== Aangeleverde tekst ==

Brussels Philharmonic profileert zich deels als een specialist in filmmuziek. U speelt dit seizoen in de Verenigde Staten werk van John Williams, die de muziek schreef voor de Star Wars-saga en voor de films van Steven Spielberg. Is er een verband met het eenentwintigste-eeuwse repertoire dat u wilt programmeren?
DENÈVE. “Ik hou van filmmuziek. De kwaliteit is het enige wat telt: er is goede en slechte muziek. In Duitsland hoor je nog vaak heel moeilijke atonale stukken. Als ik daar een werk op het repertoire wil zetten dat harmonieus klinkt, krijg ik te horen: ‘Maar dat is filmmuziek.’ Nee, dat klopt niet. Het is muziek die vaak een impressionistische inslag heeft en uitdrukking geeft aan een tijd die sterk op het visuele is gericht. Je kunt die gebruiken in een film, maar daarom is het geen filmmuziek. Je moet niet alles in vakjes stoppen.”
Wat wilt u in Brussel nog anders doen?

===
== Aangeleverde gegevens ==

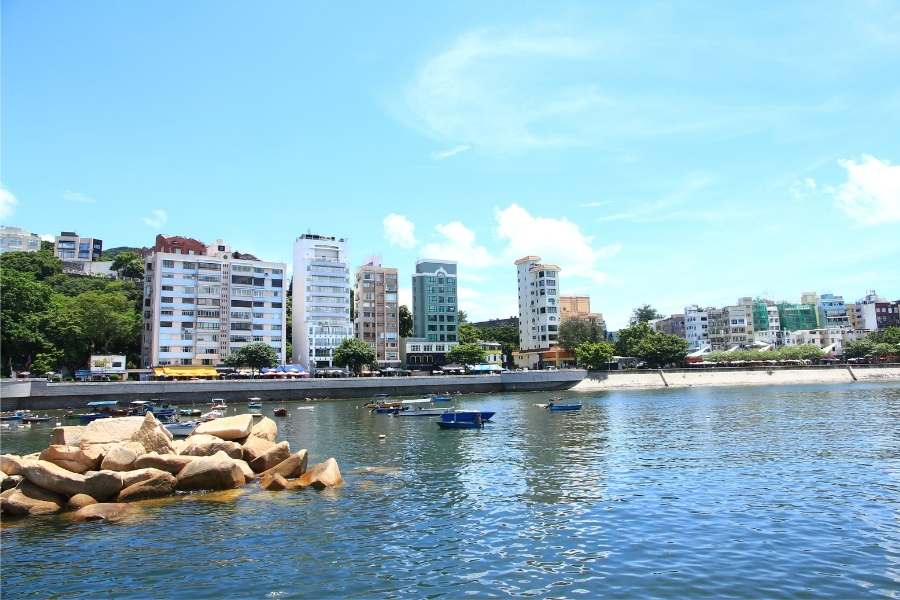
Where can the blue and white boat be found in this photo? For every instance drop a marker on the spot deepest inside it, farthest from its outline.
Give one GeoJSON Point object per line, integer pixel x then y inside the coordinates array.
{"type": "Point", "coordinates": [182, 429]}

===

Werkinstructies:
[A] Schrijf uit het fragment over filmmuziek woord voor woord over van "Brussels Philharmonic profileert" tot "u wilt programmeren?".
[B] Klopt elke bewering hieronder met het fragment over filmmuziek? Antwoord telkens met ja of nee en citeer de doorslaggevende woorden letterlijk. (i) Denève houdt van filmmuziek. (ii) Brussels Philharmonic speelt dit seizoen in Duitsland werk van John Williams. (iii) Volgens Denève hoor je in Duitsland nog vaak heel moeilijke atonale stukken.

Resultaten per opdracht:
[A]
Brussels Philharmonic profileert zich deels als een specialist in filmmuziek. U speelt dit seizoen in de Verenigde Staten werk van John Williams, die de muziek schreef voor de Star Wars-saga en voor de films van Steven Spielberg. Is er een verband met het eenentwintigste-eeuwse repertoire dat u wilt programmeren?

[B]
(i) Ja: "Ik hou van filmmuziek."
(ii) Nee: "U speelt dit seizoen in de Verenigde Staten werk van John Williams"
(iii) Ja: "In Duitsland hoor je nog vaak heel moeilijke atonale stukken."